[Stored data]
◆ ◆ ◆ ◆

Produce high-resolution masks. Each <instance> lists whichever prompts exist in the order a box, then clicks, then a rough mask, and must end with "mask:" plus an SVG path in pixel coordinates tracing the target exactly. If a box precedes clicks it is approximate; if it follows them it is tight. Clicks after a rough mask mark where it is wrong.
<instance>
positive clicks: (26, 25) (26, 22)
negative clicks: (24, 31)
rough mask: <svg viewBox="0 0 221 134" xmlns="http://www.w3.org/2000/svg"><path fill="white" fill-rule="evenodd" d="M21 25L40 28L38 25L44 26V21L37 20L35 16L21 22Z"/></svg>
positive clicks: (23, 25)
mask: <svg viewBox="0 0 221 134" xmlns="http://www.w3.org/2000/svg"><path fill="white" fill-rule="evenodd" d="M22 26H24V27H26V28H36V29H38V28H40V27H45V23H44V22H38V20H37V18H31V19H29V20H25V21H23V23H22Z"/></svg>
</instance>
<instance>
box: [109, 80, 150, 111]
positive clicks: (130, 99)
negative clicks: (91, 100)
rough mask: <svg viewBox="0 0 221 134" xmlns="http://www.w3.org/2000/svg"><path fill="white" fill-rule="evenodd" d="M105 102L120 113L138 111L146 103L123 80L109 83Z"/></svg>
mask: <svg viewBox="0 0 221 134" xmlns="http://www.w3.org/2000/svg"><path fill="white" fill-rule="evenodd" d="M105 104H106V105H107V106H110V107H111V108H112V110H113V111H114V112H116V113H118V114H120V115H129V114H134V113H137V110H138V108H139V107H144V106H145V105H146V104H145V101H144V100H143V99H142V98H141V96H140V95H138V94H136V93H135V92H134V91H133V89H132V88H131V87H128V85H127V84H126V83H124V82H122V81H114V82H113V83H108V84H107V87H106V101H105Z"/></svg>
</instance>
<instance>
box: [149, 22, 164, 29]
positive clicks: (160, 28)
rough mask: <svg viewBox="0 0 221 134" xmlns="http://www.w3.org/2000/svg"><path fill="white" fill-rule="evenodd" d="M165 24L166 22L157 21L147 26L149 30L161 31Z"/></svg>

◆ ◆ ◆ ◆

## DESCRIPTION OF THE TASK:
The records above are to be duplicated exactly, every one of them.

## EXPECTED ANSWER:
Produce high-resolution masks. Each <instance> lists whichever prompts exist in the order a box, then clicks, then a rough mask, and must end with "mask:" plus an SVG path in pixel coordinates tracing the target exactly. If a box precedes clicks it is approximate; if it follows them it is tight. Clicks after a rough mask mark where it is wrong.
<instance>
positive clicks: (26, 25) (26, 22)
negative clicks: (24, 31)
rough mask: <svg viewBox="0 0 221 134" xmlns="http://www.w3.org/2000/svg"><path fill="white" fill-rule="evenodd" d="M21 25L40 28L38 25L44 26V21L37 20L35 16L21 22Z"/></svg>
positive clicks: (23, 25)
mask: <svg viewBox="0 0 221 134" xmlns="http://www.w3.org/2000/svg"><path fill="white" fill-rule="evenodd" d="M22 26H24V27H26V28H36V29H38V28H40V27H45V23H44V22H38V20H37V18H31V19H29V20H25V21H23V23H22Z"/></svg>
</instance>
<instance>
box: [109, 80, 150, 111]
positive clicks: (130, 99)
negative clicks: (91, 100)
rough mask: <svg viewBox="0 0 221 134" xmlns="http://www.w3.org/2000/svg"><path fill="white" fill-rule="evenodd" d="M105 102L120 113L138 111L146 103L123 80L109 83Z"/></svg>
mask: <svg viewBox="0 0 221 134" xmlns="http://www.w3.org/2000/svg"><path fill="white" fill-rule="evenodd" d="M105 104H106V105H107V106H110V107H111V108H112V110H113V111H114V112H116V113H118V114H120V115H129V114H134V113H137V110H138V108H139V107H144V106H145V105H146V104H145V101H144V100H143V99H142V98H141V96H140V95H138V94H136V93H135V92H134V91H133V89H132V88H131V87H128V85H127V84H126V83H124V82H122V81H114V82H113V83H108V84H107V87H106V101H105Z"/></svg>
</instance>
<instance>
box: [149, 22, 164, 29]
positive clicks: (160, 28)
rough mask: <svg viewBox="0 0 221 134" xmlns="http://www.w3.org/2000/svg"><path fill="white" fill-rule="evenodd" d="M165 24L166 22L157 21L147 26L149 30L161 31Z"/></svg>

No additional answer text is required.